→ SET TASK
Transcribe the passage below on children in Russian state care from "In sum, the" up to and including "is explored below.".

In sum, the attention paid to reforming provision for children in state care arose from the increasing 'family talk' on the governmental agenda. It also resonated with increasing focus on this topic in the wider society, as is explored below.
Changes in public opinion
At the same time as increasing their attention on family welfare, Russian policymakers and other conservative social actors, including the Russian Orthodox Church, created 'moral panics' surrounding childhood, which started to take root among the wider public. Various threats to Russian children have been mooted from foreign adoptive parents to unregulated internet spaces and 'homosexual propaganda'. In particular, the death of a Russian child who had been adopted by American parents was widely reported in the Russian media and prompted a ban on the adoption of Russian children by US citizens in December 2012, thus cancelling a key exit route from institutional care for children. The so-called Dima Yakovlev law received a mixed reaction, enjoying substantial support among the general public but also generating public protests (Radio Free Europe 2013). Importantly, it drew public attention to Russia's own care system and the very poor outcomes for young people leaving residential care. A number of abuse scandals in children's homes furthered media and public interest in the topic.

→ ROWS
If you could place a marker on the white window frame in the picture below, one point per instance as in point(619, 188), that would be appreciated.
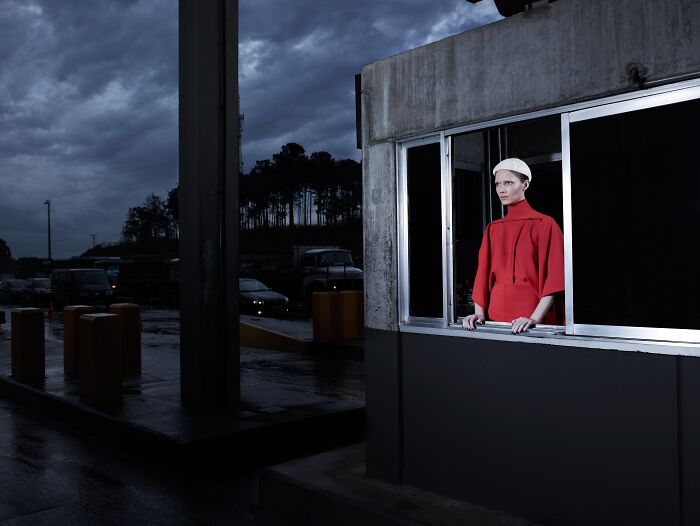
point(658, 340)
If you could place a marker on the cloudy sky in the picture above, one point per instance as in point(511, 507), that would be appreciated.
point(88, 97)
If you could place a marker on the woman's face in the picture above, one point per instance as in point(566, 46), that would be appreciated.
point(509, 187)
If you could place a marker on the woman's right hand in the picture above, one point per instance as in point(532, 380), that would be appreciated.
point(470, 322)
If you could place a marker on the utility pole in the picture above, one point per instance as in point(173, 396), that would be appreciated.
point(48, 204)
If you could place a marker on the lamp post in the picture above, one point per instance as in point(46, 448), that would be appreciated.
point(48, 204)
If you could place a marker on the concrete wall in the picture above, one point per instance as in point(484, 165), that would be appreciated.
point(568, 51)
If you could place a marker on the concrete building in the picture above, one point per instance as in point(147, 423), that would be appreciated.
point(593, 422)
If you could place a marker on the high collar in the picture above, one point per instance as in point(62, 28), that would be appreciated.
point(520, 210)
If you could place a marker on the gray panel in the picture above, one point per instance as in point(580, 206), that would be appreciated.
point(557, 435)
point(554, 54)
point(383, 399)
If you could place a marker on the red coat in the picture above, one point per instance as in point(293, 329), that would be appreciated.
point(521, 260)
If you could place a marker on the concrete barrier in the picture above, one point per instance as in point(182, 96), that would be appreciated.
point(130, 329)
point(27, 349)
point(70, 336)
point(100, 358)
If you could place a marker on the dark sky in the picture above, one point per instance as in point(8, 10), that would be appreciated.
point(88, 97)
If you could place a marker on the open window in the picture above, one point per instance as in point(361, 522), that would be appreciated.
point(423, 230)
point(474, 201)
point(635, 212)
point(620, 177)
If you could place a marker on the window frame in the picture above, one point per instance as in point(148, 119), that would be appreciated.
point(615, 331)
point(670, 341)
point(402, 230)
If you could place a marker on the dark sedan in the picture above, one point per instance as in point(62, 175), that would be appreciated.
point(256, 298)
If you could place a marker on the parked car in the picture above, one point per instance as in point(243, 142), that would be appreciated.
point(11, 291)
point(36, 292)
point(83, 286)
point(256, 298)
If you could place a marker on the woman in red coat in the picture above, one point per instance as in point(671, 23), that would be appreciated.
point(521, 259)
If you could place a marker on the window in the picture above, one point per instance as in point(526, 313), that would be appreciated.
point(635, 210)
point(424, 230)
point(619, 176)
point(474, 201)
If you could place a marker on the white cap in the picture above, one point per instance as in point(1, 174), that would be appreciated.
point(514, 165)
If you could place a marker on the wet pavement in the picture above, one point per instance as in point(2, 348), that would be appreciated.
point(50, 475)
point(280, 391)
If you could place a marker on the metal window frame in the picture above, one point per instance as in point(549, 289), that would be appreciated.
point(616, 331)
point(620, 103)
point(402, 230)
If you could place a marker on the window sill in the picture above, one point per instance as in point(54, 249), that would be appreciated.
point(554, 335)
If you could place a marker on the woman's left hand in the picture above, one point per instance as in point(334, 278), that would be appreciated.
point(522, 324)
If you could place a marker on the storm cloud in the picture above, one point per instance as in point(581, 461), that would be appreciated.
point(89, 97)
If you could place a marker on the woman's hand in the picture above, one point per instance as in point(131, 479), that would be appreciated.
point(470, 322)
point(521, 324)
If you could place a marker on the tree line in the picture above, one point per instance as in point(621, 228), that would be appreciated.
point(292, 189)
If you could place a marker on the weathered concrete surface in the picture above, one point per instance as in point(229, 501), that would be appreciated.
point(379, 211)
point(557, 53)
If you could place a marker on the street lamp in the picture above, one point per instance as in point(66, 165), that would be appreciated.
point(48, 204)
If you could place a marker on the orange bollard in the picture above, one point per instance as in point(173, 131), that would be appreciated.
point(352, 315)
point(71, 314)
point(99, 351)
point(27, 350)
point(130, 328)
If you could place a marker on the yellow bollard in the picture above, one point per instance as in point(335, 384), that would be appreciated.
point(352, 315)
point(71, 314)
point(99, 351)
point(325, 311)
point(27, 349)
point(130, 328)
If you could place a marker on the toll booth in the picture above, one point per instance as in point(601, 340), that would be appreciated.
point(592, 422)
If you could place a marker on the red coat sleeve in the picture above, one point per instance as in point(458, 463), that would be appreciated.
point(551, 260)
point(482, 286)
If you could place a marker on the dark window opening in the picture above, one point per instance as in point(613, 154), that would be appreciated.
point(424, 231)
point(635, 210)
point(474, 199)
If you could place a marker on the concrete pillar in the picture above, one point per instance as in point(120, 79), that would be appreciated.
point(209, 168)
point(71, 314)
point(130, 335)
point(100, 358)
point(28, 355)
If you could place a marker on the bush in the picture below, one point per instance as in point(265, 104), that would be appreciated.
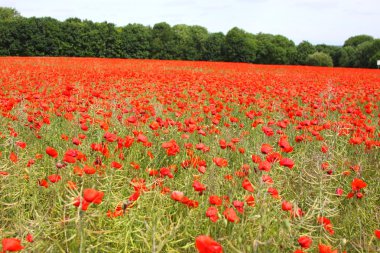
point(319, 59)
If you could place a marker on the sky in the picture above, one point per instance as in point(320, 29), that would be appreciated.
point(317, 21)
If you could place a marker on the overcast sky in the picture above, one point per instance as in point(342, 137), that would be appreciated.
point(317, 21)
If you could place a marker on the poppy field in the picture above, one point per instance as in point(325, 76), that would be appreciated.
point(115, 155)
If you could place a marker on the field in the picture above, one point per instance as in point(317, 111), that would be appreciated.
point(100, 155)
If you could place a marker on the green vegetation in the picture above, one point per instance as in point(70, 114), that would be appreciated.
point(319, 59)
point(46, 36)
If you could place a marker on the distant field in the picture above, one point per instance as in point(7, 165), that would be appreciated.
point(102, 155)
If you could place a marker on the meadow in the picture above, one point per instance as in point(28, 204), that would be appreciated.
point(115, 155)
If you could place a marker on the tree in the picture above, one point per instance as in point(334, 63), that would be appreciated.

→ EXERCISE RESULT
In sum, the attention paid to reforming provision for children in state care arose from the increasing 'family talk' on the governmental agenda. It also resonated with increasing focus on this topic in the wider society, as is explored below.